-- START OF EXERCISE INPUTS --

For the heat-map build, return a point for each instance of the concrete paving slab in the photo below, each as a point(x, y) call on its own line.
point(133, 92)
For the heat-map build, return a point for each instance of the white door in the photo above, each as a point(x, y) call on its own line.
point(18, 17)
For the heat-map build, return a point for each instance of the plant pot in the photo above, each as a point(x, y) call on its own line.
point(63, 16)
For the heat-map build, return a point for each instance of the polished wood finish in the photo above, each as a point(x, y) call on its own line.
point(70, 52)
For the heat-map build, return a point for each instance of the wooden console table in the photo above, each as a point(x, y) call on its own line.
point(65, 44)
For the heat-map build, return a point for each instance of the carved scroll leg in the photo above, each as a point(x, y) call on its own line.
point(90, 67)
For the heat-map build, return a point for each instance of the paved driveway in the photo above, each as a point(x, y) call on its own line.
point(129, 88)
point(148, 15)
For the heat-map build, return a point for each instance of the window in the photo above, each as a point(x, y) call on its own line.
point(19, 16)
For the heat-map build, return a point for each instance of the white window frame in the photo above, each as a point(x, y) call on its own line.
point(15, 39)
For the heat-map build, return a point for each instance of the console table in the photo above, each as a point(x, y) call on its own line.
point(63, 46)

-- END OF EXERCISE INPUTS --
-- START OF EXERCISE INPUTS --

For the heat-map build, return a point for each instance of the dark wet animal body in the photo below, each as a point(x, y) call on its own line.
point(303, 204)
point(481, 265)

-- END OF EXERCISE INPUTS --
-- START OF EXERCISE INPUTS --

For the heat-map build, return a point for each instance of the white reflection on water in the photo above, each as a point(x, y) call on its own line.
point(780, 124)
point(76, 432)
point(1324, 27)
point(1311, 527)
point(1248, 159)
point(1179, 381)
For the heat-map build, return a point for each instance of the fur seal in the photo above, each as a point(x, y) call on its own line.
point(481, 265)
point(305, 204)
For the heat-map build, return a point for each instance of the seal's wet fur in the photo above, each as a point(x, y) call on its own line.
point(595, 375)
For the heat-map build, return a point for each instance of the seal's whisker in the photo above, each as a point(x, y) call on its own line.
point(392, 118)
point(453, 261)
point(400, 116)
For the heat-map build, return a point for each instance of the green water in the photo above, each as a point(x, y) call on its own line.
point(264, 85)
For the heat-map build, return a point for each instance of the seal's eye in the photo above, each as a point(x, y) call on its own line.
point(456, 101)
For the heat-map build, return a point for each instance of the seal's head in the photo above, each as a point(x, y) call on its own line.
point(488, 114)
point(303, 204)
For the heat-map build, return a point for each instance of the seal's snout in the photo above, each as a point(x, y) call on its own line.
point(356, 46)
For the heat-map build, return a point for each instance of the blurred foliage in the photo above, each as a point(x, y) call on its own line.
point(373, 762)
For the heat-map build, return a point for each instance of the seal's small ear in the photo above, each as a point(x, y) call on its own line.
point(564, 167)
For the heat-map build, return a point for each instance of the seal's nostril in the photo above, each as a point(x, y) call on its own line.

-- END OF EXERCISE INPUTS --

*WHAT THE TASK ASKS:*
Extract from the records above every line from the one containing "of the paved" through the one containing "point(15, 39)", both included, reproducing each line word for word.

*THE RESPONSE:*
For the heat-map build, return a point for each instance of the paved driveway in the photo above, each as a point(x, y) call on its own line.
point(129, 88)
point(148, 15)
For the heat-map build, return a point for each instance of the window in the photo above, each as a point(x, y) call on its own line.
point(19, 16)
For the heat-map build, return a point for each instance of the white window frame in the photo above, each as a point(x, y) call on its own line.
point(15, 39)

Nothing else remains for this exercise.